* OBJECTIVE *
Copy out all the records exactly.
━━━━━━━━━━━━━━━━━━━━━━━━━━━━━━
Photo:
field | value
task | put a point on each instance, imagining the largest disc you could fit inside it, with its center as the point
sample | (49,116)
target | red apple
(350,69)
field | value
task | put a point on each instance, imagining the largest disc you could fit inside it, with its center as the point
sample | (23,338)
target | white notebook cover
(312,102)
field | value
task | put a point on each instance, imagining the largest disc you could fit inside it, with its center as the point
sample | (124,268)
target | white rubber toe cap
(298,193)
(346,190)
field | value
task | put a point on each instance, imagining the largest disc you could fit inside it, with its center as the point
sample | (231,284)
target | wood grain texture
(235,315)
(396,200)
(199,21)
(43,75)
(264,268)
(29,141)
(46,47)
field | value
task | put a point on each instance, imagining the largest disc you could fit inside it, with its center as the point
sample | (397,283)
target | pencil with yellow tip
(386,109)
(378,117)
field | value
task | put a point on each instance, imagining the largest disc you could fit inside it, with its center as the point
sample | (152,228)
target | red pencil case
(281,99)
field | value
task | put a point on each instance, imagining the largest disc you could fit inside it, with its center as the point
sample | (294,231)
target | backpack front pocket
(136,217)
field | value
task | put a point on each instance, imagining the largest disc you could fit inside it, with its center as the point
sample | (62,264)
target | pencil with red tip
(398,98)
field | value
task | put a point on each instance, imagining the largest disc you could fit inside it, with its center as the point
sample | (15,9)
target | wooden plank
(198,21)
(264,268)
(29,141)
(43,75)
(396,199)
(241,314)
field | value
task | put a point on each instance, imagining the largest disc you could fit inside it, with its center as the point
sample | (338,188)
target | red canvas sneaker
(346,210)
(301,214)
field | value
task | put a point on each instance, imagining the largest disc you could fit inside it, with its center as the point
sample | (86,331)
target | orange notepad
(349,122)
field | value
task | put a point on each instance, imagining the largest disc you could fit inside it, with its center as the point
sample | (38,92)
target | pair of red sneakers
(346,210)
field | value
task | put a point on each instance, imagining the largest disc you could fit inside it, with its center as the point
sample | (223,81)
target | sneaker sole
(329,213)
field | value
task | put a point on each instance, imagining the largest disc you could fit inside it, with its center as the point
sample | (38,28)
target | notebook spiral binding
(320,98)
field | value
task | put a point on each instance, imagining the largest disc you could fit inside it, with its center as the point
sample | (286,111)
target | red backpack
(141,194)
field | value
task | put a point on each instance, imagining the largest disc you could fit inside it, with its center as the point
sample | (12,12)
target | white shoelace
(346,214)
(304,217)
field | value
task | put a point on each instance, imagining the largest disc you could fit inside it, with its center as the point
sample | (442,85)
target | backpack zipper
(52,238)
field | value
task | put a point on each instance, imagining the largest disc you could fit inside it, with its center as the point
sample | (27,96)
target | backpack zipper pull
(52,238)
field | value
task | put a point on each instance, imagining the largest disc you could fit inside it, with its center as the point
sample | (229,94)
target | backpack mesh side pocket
━━━━━━━━━━━━━━━━━━━━━━━━━━━━━━
* PROBLEM SOLUTION *
Photo:
field | value
task | put a point on each instance, imagining the largest disc you could fit inside it, with its center as the point
sample | (49,116)
target | red apple
(350,69)
field | value
task | put a point on each instance, imagining the largest disc you could fit inside it, with its center as the point
sample | (23,338)
target | white notebook cover
(312,102)
field | value
task | put a point on each instance, imagining the largest disc you could fit inside it, with its center as the point
sample | (124,268)
target | white rubber toe cap
(298,193)
(346,190)
field | value
task | put a point on each instance, imagining the largest disc you could fit inside it, with its center as the point
sample | (231,284)
target | wood grain texture
(235,315)
(396,200)
(199,21)
(43,75)
(264,268)
(29,141)
(46,47)
field | value
task | put a point on each instance, imagining the largest disc you could fit inside it, with its center as the point
sample | (397,283)
target | pencil with yellow tip
(386,109)
(378,117)
field | value
task | put a point on each instance, imagining the largest disc you could fit inside it, with its center as the point
sample | (152,228)
target | red pencil case
(281,99)
field | value
task | put a point on each instance, imagining the largest disc you could fit inside it, with its center as the point
sample | (294,231)
target | backpack front pocket
(136,217)
field | value
task | put a point on each instance, imagining the largest disc you could fit inside it, with its center as the point
sample | (62,264)
target | pencil with red tip
(398,98)
field | value
task | put a point on each instance, imagining the largest disc you could fit inside it, with its center as the point
sample | (15,9)
target | wooden plank
(198,21)
(264,268)
(29,141)
(43,75)
(396,199)
(241,314)
field | value
task | put a point on each instance, imagining the largest disc you could fit inside it, with its center as the point
sample | (338,188)
target | red canvas sneaker
(346,210)
(301,214)
field | value
task | put a point on each instance, imagining the largest disc you could fit inside it, with its center as the point
sample | (86,331)
target | orange notepad
(349,122)
field | value
task | put a point on each instance, imagining the largest disc you could fit inside it, with its center as the point
sample | (38,92)
target | pair of red sneakers
(346,210)
field | value
task | put a point on each instance, imagining the largest disc you could fit inside it, with its center as the point
sample | (223,81)
target | sneaker sole
(329,213)
field | value
task | put a point on each instance, imagining the largest disc you could fit inside it, with its center as the point
sample | (38,28)
target | notebook spiral binding
(320,98)
field | value
task | put a point on each instance, imagining the largest disc you could fit inside it, with its center as the point
sample | (286,111)
target | red backpack
(141,194)
field | value
task | put a point on each instance, imagining the largest disc you could fit inside it, with its center as the point
sample | (12,12)
target | white shoelace
(346,214)
(304,217)
field | value
task | put a point on each instance, imagining the largest disc you could fit inside it, with its center as the point
sample | (442,85)
target | backpack zipper
(52,238)
field | value
task | put a point on each instance, imagining the largest disc you could fit inside it, with its center as the point
sample | (27,96)
target | backpack zipper pull
(52,238)
field | value
task | put a point on each instance, imagining the largest disc you could fit inside it, with its center as the point
sample | (229,94)
target | backpack mesh side pocket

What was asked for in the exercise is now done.